__WHAT IS ASKED__
Gather every line of the records that contains the word "background", and copy each one in full.

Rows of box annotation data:
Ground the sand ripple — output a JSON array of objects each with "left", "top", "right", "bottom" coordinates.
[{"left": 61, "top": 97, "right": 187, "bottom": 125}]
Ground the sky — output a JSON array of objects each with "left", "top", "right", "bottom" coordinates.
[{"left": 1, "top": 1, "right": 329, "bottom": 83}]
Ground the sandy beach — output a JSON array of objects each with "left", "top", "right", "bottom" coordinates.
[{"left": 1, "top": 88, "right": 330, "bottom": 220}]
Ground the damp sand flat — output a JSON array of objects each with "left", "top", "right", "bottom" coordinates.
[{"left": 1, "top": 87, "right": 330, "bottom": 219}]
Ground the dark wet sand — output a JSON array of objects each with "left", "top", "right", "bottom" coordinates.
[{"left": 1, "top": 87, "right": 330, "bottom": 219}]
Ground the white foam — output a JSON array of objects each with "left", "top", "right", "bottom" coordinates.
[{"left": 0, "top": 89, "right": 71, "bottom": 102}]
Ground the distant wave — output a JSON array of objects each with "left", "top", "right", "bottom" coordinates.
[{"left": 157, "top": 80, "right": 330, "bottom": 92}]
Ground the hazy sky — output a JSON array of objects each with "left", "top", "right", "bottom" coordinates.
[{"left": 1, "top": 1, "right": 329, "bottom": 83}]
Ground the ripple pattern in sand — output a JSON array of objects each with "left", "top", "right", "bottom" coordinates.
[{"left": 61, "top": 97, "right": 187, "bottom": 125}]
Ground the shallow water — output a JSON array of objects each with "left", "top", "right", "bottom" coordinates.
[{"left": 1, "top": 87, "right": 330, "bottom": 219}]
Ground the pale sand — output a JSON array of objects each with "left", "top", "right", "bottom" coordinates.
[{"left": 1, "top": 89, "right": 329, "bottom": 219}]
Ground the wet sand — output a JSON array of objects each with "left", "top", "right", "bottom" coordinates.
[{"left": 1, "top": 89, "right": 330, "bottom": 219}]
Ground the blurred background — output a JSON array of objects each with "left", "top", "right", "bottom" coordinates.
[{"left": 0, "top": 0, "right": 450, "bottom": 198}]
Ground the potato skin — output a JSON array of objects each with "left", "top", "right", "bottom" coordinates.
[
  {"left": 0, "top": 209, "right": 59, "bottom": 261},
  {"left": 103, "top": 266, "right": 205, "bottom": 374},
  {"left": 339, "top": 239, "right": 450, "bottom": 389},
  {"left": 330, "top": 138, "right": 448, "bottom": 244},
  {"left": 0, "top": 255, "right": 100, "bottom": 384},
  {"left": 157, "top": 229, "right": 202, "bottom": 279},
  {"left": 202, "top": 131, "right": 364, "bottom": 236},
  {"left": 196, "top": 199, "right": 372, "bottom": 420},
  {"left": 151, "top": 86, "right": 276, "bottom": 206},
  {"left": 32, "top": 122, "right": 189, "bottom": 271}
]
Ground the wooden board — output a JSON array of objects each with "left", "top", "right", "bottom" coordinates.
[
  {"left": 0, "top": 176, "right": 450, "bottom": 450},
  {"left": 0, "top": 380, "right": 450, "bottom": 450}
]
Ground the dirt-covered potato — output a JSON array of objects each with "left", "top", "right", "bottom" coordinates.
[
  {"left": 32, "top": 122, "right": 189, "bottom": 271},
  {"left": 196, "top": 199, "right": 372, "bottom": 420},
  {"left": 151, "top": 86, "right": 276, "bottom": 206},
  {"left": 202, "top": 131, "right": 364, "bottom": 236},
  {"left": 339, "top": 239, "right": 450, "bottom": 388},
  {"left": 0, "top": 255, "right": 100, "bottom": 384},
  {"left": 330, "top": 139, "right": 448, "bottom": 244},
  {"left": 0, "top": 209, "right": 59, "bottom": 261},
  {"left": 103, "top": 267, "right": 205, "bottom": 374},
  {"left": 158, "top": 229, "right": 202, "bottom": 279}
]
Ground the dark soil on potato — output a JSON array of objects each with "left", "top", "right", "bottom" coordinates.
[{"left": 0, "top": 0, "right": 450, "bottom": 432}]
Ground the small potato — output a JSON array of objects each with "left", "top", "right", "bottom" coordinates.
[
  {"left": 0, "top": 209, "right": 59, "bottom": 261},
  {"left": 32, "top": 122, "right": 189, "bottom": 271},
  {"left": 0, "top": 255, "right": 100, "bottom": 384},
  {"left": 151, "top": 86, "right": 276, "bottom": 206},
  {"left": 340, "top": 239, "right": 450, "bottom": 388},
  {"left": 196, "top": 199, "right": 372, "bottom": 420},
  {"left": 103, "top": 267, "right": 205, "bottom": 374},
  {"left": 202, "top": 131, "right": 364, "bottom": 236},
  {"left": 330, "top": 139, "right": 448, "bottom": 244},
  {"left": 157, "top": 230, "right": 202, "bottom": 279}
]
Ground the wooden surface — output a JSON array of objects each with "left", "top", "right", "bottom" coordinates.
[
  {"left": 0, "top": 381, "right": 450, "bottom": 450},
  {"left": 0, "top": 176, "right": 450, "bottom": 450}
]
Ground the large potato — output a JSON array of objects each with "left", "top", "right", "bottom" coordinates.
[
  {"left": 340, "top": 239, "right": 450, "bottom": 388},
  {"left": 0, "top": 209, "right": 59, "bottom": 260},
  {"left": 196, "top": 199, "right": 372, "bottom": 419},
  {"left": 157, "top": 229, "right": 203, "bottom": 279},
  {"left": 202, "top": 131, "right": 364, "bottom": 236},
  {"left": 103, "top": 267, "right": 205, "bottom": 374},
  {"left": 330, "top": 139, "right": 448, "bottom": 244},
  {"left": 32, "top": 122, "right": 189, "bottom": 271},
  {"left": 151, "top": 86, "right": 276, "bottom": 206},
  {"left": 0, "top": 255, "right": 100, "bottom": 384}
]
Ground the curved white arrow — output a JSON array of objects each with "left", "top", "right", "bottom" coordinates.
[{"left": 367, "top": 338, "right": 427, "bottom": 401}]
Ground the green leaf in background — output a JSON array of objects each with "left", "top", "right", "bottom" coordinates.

__THE RESPONSE__
Ground the blurred background — output a JSON array of objects each with "left", "top", "right", "bottom" coordinates.
Ground the green leaf in background — output a JSON array of objects each with "left", "top", "right", "bottom" coordinates.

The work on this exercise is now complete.